Federal Court Agrees, Merchant Cash Advances Not Loans or Usurious
By now, numerous judges in the New York Supreme Court have concurred that purchases of future receivables are not loans nor usurious, yet challenges to these contracts continue. In the latest landmark ruling, defendants/counterclaim plaintiffs Epazz, Inc., Cynergy Corporation, and Shaun Passley a/k/a Shaun A. Passley, moved to have the original action involving their merchant cash advance dispute transferred from state court to federal court, perhaps hoping for a different opinion on whether such agreements are usurious.
The law was not on their side. In the Southern District of New York, a federal court, the Honorable Louis L. Stanton echoed on May 9th, 2017, what state judges have been saying all along, that a purchase is not a loan because the purchased receipts are not payable absolutely.
In this case, the “receipts purchased amounts” are not payable absolutely. Payment depends upon a crucial contingency: the continued collection of receipts by Epazz from its customers. TVT [TVT Capital] is only entitled to recover 15% of Epazz’s daily receipts, and if Epazz’s sales decline or cease the receipts purchased amounts might never be paid in full. See counterclaims, Exhs. A-C at 1. The agreements specifically provide that “Payments made to FUNDER in respect to the full amount of the Receipts shall be conditioned upon Merchant’s sale of products and services and the payment therefore by Merchant’s customers in the manner provided in Section 1.1.” Id. at 3 § 1.9.
Defendants’ argument that the actual daily payments ensure that TVT will be paid the full receipts purchased amounts within approximately 61 to 180 business days, id. ¶¶ 33-47, is contradicted by the reconciliation provisions which provide if the daily payments are greater than 15% of Epazz’s daily receipts, TVT must credit the difference to Epazz, thus limiting Epazz’s obligation to 15% of daily receipts. No allegation is made that TVT ever denied Epazz’s request to reconcile the daily payments. TVT’s right to collect the receipts purchased amounts from Epazz is in fact contingent on Epazz’s continued collection of receipts. See Kardovich v. Pfizer, Inc., 97 F. Supp. 3d 131, 140 (E.D.N.Y. 2015), quoting Amidax Trading Grp. v. S.W.I.F.T. SCRL, 671 F.3d 140, 147 (2d Cir. 2011) (“Where a conclusory allegation in the complaint is contradicted by a document attached to the complaint, the document controls and the allegation is not accepted as true”).

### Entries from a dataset
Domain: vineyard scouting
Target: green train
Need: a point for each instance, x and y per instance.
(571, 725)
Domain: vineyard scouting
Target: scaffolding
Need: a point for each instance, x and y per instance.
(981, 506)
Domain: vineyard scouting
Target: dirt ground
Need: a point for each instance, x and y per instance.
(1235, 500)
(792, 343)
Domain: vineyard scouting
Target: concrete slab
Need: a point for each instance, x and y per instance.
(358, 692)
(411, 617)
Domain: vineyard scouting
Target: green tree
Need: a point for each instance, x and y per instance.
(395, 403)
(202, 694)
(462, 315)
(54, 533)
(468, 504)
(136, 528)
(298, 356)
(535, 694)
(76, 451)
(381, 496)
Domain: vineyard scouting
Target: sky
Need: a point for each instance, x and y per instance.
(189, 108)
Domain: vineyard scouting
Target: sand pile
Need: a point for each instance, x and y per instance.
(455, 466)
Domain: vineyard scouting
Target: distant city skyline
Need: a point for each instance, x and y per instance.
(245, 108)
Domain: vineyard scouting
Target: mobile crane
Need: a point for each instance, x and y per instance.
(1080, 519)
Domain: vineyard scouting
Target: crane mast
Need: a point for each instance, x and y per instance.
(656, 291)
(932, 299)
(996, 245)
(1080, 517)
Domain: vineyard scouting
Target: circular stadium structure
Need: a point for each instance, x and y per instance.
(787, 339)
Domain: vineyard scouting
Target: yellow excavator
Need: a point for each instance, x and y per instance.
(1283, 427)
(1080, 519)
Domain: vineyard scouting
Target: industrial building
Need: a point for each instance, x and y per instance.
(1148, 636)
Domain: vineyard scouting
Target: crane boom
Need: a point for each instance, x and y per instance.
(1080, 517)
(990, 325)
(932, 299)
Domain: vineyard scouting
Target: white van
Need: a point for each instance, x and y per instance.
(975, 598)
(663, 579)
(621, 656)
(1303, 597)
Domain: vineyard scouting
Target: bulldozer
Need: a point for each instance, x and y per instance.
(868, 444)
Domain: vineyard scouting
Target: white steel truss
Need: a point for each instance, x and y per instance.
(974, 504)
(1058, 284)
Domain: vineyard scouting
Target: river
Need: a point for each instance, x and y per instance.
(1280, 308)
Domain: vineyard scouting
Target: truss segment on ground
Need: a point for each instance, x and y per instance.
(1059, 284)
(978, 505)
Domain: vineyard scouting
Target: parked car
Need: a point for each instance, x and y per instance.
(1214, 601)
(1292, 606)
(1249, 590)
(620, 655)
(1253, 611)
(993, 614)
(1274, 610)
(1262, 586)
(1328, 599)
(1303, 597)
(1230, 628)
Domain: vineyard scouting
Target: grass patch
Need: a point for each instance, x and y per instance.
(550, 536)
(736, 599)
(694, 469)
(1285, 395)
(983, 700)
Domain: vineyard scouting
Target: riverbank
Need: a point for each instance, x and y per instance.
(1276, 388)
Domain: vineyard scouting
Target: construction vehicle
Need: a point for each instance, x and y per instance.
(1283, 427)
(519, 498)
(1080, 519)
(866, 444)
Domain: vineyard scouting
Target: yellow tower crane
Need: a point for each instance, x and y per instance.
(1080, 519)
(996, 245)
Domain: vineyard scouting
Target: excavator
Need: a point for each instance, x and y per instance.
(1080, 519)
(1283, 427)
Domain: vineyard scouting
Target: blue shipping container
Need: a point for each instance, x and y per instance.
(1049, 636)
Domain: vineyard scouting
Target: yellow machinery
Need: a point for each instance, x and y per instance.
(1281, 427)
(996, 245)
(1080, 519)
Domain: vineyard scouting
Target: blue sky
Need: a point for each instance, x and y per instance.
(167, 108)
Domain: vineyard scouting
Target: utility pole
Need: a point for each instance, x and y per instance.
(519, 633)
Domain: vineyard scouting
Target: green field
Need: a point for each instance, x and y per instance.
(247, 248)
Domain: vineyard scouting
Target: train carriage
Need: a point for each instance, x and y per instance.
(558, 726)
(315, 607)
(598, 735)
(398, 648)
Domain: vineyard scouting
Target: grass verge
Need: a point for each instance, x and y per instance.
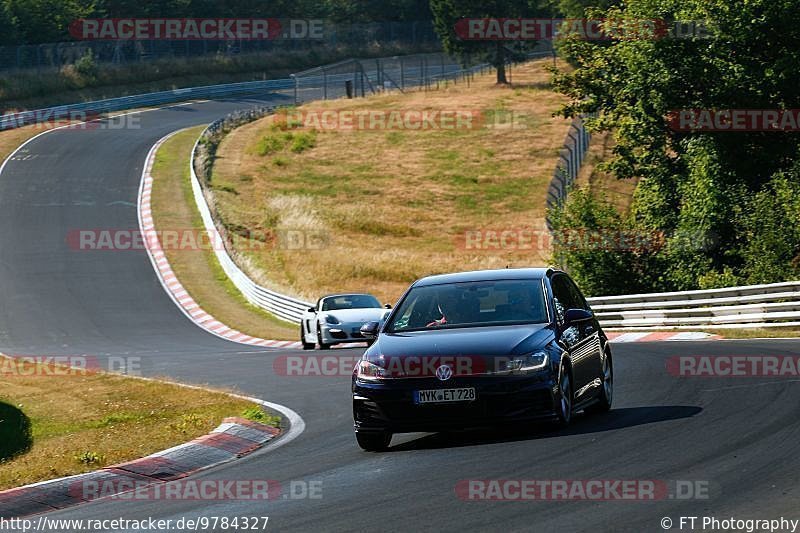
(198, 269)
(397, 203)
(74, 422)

### COMPLETE THE FOLLOWING
1) Answer these questions using the article on the merchant cash advance ruling.
(a) Which federal judge issued the ruling, and on what date?
(b) What percentage of Epazz's daily receipts is TVT entitled to recover?
(c) Within about how many business days did the defendants argue TVT would receive the full receipts purchased amounts?
2) Pick up the article on the merchant cash advance ruling after its final sentence and continue it.

### FINAL ANSWERS
1)
(a) The Honorable Louis L. Stanton, on May 9th, 2017.
(b) 15%.
(c) Approximately 61 to 180 business days.

2)
None of the defendants’ arguments, Counterclaims ¶¶ 51-109, change the fact that whether the receipts purchased amounts will be paid in full, or when they will be paid, cannot be known because payment is contingent on Epazz generating sufficient receipts from its customers; and Epazz, rather than TVT, controls whether daily payments will be reconciled.
The decision relies heavily on the reconciliation clause common to merchant cash advance agreements, whereby merchants can adjust their daily ACH amounts to correlate with their actual sales activity. This concept is explained at length in the Merchant Cash Advance Basics training course.
Furthermore, the court was incredulous over the defendants’ claim that they actually wanted loans but were instead fraudulently induced into purchase agreements.
Defendants do not claim that they were misled with regard to the amount of their payment obligation, only that they were misled into believing that their repayment obligation would be absolute when it actually is contingent. Their injury from that is unclear.
In short, the judge suggests that entering into a loan would’ve been worse because it was absolutely repayable, whereas the purchase agreement was not. So how could they have been damaged?
The entire decision surrounding all the claims can be downloaded here.
The case is Colonial Funding Network, Inc. as servicing provider for TVT Capital, LLC v. Epazz, Inc. Cynergy Corporation, and Shaun Passley a/k/a Shaun A. Passley in the United States District Court’s Southern District of New York. Case: 1:16-cv-05948-LLS.
Defendants Shaun Passley and Epazz also lost challenges in another merchant cash advance case in the New York Supreme Court.Last modified: May 13, 2017
Sean Murray is the President and Chief Editor of deBanked and the founder of the Broker Fair Conference. Connect with me on LinkedIn or follow me on twitter. You can view all future deBanked events here.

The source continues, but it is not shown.